Start of Block

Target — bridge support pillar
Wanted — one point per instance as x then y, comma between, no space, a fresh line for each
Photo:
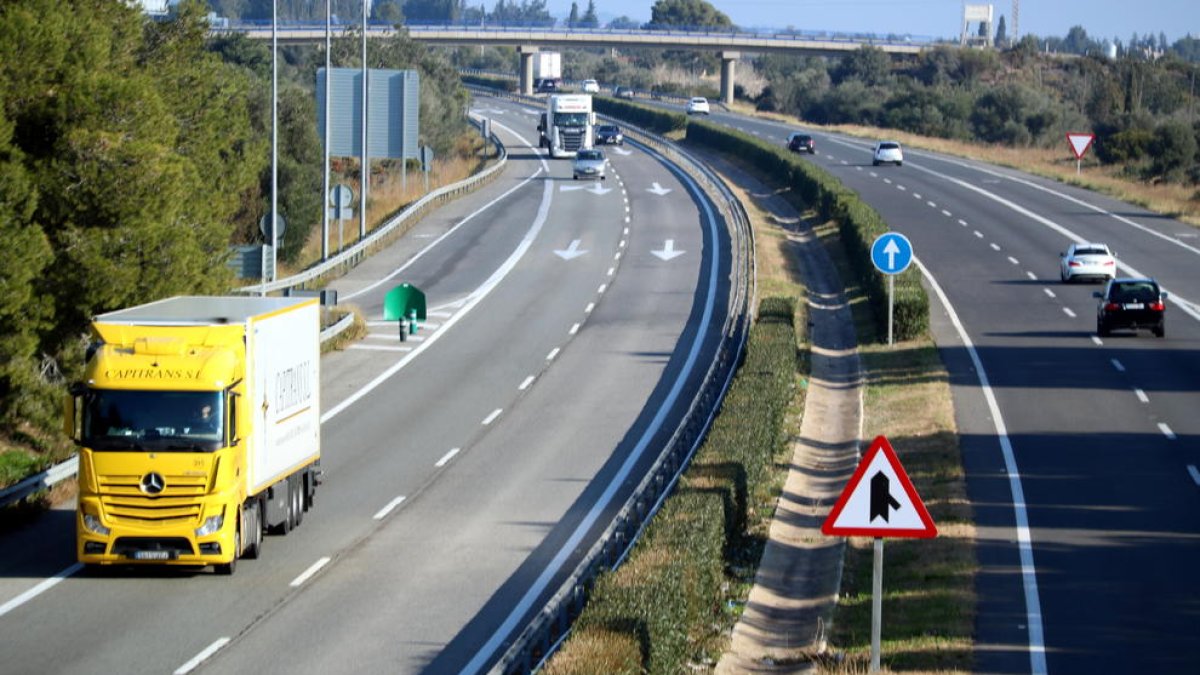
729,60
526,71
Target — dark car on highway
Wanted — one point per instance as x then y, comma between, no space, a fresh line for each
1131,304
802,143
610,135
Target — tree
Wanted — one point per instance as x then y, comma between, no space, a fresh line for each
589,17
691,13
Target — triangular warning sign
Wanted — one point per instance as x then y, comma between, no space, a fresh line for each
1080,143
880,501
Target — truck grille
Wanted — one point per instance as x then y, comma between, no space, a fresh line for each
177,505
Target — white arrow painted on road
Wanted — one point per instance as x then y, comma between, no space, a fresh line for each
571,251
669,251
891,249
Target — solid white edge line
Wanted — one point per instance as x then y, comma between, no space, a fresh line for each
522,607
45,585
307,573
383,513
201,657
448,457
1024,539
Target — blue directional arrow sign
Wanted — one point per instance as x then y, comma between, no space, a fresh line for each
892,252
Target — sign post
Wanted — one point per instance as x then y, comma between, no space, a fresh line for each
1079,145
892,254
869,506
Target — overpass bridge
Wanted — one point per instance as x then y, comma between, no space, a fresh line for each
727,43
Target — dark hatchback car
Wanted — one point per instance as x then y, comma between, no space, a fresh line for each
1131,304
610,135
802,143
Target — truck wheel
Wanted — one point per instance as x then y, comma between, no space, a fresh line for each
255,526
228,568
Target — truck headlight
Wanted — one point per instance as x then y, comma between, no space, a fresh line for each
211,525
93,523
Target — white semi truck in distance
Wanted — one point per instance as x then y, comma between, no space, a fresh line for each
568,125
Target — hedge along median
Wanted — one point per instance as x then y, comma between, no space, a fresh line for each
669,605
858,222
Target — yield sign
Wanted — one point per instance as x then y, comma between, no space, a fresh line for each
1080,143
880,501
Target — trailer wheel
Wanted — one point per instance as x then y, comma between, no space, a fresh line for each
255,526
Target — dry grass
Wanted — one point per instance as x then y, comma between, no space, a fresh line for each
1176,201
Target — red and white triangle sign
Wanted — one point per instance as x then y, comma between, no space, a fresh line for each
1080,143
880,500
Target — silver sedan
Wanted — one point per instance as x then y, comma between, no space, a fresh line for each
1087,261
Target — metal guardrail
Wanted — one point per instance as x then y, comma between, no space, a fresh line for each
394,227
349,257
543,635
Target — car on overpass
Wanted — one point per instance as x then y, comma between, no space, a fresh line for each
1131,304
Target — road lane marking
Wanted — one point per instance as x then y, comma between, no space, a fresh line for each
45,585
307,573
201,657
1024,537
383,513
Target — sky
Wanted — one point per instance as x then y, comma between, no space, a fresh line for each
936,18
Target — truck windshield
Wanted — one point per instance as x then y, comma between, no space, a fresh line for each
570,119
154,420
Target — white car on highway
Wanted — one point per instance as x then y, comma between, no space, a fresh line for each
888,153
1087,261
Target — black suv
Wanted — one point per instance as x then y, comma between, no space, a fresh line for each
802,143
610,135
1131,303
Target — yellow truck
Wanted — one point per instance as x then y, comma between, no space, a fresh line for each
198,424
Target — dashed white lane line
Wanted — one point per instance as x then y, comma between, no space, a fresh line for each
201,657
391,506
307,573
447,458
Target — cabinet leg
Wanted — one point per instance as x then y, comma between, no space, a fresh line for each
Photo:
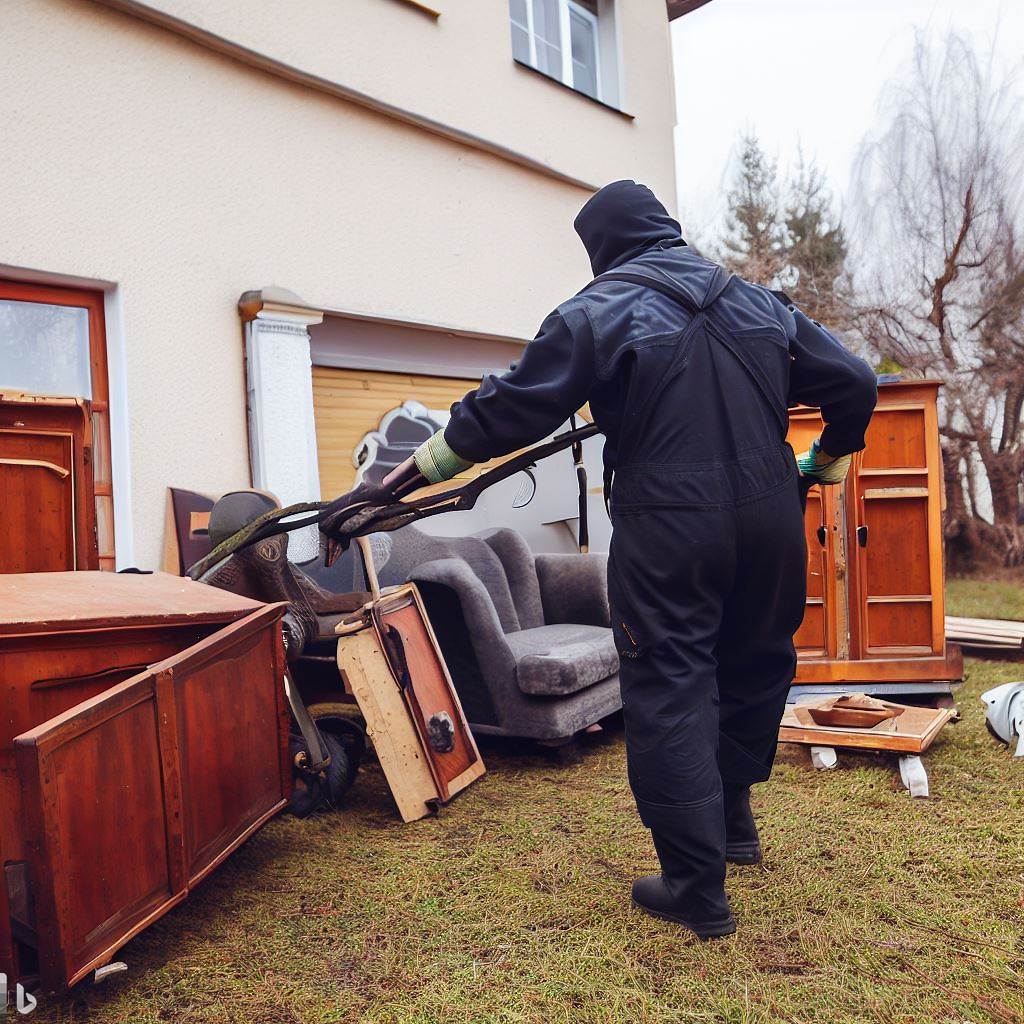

End of Block
Start of Block

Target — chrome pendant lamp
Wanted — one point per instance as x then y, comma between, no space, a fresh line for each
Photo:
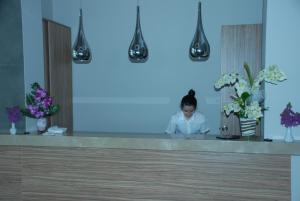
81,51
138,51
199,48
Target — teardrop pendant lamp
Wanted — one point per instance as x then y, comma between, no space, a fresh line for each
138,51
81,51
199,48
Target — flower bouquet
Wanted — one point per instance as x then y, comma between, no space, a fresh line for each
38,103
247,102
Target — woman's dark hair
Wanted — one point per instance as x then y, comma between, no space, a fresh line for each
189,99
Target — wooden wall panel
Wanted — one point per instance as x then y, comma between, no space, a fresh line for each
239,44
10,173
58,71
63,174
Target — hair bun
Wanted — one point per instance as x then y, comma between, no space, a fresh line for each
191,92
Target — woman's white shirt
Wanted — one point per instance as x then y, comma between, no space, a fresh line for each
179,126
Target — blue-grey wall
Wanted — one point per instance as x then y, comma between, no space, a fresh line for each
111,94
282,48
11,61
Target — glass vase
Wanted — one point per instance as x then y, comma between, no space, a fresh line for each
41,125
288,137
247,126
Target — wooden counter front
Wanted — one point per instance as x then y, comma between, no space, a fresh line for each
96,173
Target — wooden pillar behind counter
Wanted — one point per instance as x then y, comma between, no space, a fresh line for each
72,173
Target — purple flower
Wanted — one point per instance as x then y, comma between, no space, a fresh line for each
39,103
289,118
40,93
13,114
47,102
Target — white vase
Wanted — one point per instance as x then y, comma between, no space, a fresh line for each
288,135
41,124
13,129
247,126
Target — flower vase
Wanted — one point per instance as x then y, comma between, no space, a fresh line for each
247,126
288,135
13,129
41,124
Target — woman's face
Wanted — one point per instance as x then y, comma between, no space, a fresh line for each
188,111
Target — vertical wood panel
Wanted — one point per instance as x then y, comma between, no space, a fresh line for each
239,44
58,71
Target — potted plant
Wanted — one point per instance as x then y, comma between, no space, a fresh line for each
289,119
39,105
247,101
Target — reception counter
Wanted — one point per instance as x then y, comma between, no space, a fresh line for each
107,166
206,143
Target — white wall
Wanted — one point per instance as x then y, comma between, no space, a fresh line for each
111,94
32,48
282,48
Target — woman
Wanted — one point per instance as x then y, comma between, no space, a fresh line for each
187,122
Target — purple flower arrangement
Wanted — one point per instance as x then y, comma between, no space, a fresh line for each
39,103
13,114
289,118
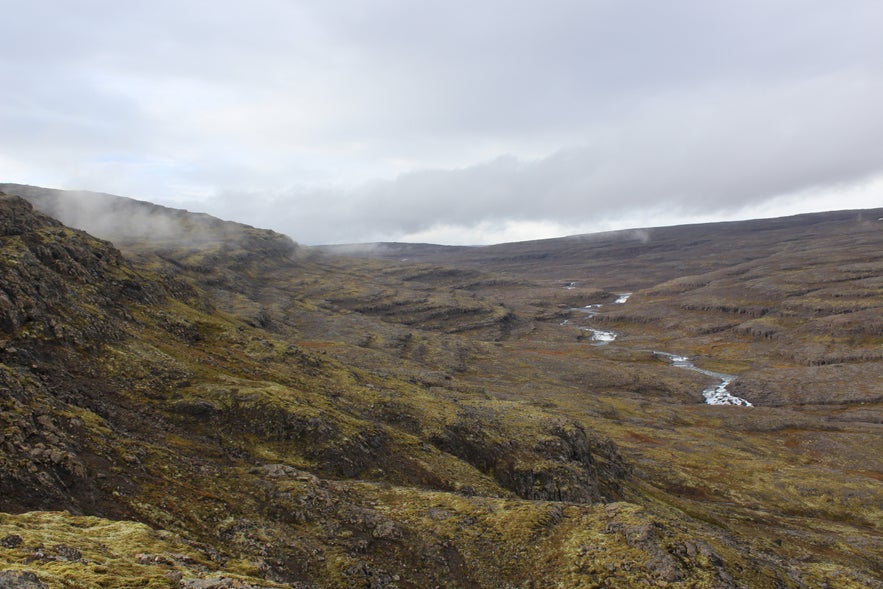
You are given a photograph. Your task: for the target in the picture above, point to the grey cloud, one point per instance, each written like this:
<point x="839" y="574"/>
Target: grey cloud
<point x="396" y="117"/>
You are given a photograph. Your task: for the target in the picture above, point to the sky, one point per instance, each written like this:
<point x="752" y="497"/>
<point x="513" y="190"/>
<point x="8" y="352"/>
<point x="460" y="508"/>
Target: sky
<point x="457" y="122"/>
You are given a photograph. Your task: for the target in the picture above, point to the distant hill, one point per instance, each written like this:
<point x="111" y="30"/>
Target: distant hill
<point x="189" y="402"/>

End of Block

Work task: In the records above, find each line with the string "highway" and list it.

Exercise response:
Target — dark car on highway
Target — white car on highway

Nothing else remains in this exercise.